Excerpted text —
The Scheme is funded with assets held in a separate trustee administered fund. It is subject to independent valuations at least every three years, on
the basis of which the qualified actuary certifies the rate of employer’s contributions which, together with the specified contributions payable by the
employees and proceeds from the Scheme’s assets, are expected to be sufficient to fund the benefits payable under the Scheme.
The latest full actuarial valuation of the Scheme was carried out by Watson Wyatt LLP at 31 March 2003. The projected unit method was used and
the principal actuarial assumptions adopted were that the annual rate of inflation would be 2.5% and that future real increases in pensionable
earnings would be 1.5%. Investments held in respect of pensions before they become payable would average 4.9% real annual rate of return, and
investments held in respect of pensions after they become payable would average 2.6% real annual rate of return and that pensions would increase
at a real annual rate of 0.05%. The aggregate market value of the Scheme’s assets was £10,141m and the value of the assets represented
approximately 92% of the actuarial value of benefits due to members calculated on the basis of pensionable earnings and service at 31 March 2003
on an ongoing basis and allowing for projected increases in pensionable earnings and pensions.

Instructions —
• 1. List every percentage the pension scheme text gives as one of the principal actuarial assumptions, and say what each one applies to.
• 2. Do the following statements agree with the pension scheme text? For each, answer yes or no and quote the deciding words.
(a) The latest full actuarial valuation was made by Watson Wyatt LLP as of 31 March 2003.
(b) The Scheme must be independently valued at least every five years.
(c) The Scheme's assets were valued at roughly 92% of the actuarial value of benefits due to members.

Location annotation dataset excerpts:

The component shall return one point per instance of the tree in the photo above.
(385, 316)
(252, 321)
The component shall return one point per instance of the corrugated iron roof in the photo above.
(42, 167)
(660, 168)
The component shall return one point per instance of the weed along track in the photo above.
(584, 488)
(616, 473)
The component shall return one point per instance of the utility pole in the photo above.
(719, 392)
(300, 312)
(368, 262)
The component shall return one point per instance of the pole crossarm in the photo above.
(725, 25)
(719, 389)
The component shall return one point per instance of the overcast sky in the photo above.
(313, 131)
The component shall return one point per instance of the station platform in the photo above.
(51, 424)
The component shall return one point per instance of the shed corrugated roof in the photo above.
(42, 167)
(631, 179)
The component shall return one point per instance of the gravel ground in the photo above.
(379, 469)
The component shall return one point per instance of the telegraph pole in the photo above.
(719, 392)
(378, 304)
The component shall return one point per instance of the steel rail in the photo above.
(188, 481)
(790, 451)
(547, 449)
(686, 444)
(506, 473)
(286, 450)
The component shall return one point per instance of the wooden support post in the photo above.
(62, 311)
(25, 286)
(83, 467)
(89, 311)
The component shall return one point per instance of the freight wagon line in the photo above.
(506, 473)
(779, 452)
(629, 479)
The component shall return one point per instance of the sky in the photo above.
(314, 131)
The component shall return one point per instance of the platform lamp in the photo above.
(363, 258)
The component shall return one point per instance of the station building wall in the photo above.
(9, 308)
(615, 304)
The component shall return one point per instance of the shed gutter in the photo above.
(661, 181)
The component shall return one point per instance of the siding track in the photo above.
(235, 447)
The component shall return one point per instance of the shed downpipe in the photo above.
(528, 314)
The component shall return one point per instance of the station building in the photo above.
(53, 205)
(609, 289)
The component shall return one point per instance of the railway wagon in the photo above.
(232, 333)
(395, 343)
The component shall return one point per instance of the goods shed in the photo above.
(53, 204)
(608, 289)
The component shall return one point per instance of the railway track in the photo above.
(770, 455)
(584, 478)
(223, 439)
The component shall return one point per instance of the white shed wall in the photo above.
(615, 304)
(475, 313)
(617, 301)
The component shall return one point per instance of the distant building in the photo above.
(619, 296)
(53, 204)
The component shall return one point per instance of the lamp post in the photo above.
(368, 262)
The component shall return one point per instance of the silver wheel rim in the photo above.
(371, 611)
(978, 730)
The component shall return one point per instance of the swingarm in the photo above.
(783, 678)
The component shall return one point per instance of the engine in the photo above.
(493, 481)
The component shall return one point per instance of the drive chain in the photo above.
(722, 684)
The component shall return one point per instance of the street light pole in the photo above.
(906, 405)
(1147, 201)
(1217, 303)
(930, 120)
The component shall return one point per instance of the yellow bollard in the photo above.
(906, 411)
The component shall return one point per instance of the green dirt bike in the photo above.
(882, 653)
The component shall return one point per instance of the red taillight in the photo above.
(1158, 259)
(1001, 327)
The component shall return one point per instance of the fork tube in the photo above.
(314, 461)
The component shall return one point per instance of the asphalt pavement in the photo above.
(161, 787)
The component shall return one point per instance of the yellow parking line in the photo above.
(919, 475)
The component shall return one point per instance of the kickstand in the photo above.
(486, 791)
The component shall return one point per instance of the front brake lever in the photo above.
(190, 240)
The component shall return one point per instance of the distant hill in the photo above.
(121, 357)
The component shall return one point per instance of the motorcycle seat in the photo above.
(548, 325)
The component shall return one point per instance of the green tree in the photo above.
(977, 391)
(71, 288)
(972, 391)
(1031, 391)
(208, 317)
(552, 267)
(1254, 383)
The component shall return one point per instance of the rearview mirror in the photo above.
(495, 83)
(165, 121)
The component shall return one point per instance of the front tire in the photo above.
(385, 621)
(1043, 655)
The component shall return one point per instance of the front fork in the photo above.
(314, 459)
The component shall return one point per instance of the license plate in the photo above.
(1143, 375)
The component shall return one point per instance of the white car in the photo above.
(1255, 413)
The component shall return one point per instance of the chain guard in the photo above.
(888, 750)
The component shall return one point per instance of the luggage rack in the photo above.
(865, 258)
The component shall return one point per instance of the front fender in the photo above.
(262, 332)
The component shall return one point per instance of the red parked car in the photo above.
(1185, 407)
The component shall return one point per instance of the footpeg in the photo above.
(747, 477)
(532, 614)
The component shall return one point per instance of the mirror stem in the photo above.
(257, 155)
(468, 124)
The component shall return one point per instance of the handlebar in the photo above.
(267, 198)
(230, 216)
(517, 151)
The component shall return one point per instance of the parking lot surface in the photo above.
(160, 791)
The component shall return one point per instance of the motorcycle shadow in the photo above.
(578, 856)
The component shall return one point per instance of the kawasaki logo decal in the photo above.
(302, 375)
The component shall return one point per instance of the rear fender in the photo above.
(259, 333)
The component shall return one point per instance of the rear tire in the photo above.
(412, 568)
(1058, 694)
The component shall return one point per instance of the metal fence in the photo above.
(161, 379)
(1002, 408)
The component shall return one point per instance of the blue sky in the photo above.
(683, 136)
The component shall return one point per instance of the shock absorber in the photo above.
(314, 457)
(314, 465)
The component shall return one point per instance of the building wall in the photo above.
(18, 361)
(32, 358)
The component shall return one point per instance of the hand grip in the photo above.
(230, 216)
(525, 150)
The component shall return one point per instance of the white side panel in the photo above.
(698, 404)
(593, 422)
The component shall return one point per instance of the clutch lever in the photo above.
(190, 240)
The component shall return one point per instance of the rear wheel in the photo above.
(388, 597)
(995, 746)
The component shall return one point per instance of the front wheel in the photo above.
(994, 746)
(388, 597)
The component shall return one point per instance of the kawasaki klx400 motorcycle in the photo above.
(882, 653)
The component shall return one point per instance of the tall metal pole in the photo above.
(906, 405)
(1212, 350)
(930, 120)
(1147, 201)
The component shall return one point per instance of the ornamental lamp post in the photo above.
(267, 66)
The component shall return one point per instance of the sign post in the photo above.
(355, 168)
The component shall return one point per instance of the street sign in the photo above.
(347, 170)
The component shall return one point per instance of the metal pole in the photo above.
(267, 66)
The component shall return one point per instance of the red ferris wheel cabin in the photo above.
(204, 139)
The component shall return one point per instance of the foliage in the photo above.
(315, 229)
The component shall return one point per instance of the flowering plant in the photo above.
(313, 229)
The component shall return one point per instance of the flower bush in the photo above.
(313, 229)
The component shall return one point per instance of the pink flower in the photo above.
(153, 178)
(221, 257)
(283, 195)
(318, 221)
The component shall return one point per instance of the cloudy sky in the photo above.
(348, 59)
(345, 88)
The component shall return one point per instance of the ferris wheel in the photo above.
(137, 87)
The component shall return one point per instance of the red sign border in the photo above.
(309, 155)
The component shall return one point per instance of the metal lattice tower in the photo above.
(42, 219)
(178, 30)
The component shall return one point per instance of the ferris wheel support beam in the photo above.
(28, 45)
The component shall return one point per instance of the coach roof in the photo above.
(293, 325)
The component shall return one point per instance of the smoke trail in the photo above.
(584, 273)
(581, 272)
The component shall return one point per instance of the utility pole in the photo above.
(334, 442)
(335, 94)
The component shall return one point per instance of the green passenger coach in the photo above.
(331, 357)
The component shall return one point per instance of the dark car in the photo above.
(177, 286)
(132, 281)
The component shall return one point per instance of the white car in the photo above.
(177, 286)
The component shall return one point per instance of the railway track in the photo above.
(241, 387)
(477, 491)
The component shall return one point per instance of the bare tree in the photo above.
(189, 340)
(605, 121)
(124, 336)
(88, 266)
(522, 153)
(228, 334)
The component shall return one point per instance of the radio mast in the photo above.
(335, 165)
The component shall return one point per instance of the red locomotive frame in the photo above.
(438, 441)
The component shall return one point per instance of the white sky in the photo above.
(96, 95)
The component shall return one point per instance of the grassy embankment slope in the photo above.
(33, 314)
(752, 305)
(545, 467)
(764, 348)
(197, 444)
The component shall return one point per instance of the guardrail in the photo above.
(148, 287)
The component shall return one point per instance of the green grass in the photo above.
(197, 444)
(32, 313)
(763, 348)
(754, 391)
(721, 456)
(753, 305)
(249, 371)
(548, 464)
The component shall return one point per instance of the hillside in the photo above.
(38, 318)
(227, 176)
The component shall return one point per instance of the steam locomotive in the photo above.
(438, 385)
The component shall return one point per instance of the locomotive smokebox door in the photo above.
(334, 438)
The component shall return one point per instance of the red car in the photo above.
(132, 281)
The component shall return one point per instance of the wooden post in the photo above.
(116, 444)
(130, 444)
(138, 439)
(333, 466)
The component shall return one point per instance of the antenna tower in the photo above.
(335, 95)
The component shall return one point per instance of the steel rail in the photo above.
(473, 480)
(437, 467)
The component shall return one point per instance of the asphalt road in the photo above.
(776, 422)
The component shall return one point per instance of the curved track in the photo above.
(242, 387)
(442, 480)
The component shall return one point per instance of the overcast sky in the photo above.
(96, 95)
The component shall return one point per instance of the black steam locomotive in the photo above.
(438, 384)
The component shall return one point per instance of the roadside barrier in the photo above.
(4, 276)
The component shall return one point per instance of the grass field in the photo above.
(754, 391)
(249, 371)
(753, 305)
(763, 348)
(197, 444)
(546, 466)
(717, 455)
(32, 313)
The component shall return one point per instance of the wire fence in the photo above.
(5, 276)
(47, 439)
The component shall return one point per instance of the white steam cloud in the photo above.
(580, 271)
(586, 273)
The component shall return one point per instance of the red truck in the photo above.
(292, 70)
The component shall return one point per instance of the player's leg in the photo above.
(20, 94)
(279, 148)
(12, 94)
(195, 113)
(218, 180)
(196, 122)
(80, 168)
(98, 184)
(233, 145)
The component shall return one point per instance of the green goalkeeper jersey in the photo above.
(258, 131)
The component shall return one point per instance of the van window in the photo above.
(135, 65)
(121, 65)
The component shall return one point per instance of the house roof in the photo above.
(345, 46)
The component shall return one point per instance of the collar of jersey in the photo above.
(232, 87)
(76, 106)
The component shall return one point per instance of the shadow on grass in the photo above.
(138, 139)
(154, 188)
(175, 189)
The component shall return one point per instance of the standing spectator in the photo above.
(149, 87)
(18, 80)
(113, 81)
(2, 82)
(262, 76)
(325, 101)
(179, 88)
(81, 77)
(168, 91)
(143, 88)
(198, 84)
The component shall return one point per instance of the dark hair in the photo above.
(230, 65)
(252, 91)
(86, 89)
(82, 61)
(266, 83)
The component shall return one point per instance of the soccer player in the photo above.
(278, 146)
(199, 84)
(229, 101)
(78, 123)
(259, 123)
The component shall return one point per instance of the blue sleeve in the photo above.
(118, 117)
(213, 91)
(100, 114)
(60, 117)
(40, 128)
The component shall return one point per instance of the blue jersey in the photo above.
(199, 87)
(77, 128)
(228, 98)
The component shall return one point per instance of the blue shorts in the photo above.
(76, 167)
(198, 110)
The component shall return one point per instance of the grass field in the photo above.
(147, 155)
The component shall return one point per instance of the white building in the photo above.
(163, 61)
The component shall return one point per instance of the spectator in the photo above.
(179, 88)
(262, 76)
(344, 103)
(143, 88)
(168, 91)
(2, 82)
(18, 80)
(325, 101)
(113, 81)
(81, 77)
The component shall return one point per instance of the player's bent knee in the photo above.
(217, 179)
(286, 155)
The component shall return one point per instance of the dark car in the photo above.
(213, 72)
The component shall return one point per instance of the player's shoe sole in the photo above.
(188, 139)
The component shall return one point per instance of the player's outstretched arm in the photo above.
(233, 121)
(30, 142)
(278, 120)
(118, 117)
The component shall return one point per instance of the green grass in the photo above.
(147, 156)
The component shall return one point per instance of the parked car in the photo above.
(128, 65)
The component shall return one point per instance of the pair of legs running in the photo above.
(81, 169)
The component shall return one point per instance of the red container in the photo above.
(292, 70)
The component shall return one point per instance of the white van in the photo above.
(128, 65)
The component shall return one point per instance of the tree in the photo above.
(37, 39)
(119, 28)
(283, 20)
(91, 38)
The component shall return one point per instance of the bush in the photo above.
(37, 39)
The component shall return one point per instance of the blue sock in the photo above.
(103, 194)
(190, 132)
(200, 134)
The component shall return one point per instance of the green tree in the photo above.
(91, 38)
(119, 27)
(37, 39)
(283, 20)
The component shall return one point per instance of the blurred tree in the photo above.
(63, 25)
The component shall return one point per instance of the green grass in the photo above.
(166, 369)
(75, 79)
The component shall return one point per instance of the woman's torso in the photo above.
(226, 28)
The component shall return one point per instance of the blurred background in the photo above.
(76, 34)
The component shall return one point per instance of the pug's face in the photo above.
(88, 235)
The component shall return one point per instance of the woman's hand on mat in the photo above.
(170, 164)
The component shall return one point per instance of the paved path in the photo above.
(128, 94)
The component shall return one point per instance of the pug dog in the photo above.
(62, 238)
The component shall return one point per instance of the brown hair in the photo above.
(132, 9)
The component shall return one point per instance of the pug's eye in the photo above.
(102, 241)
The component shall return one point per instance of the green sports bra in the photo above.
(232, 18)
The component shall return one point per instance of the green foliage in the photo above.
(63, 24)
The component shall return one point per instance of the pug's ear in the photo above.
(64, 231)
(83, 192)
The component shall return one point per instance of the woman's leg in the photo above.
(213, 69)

Written responses —
• 1.
- 2.5%: annual rate of inflation
- 1.5%: future real increases in pensionable earnings
- 4.9%: real annual rate of return on investments held in respect of pensions before they become payable
- 2.6%: real annual rate of return on investments held in respect of pensions after they become payable
- 0.05%: real annual rate at which pensions would increase

• 2.
(a) Yes: "The latest full actuarial valuation of the Scheme was carried out by Watson Wyatt LLP at 31 March 2003."
(b) No: "It is subject to independent valuations at least every three years"
(c) Yes: "the value of the assets represented approximately 92% of the actuarial value of benefits due to members"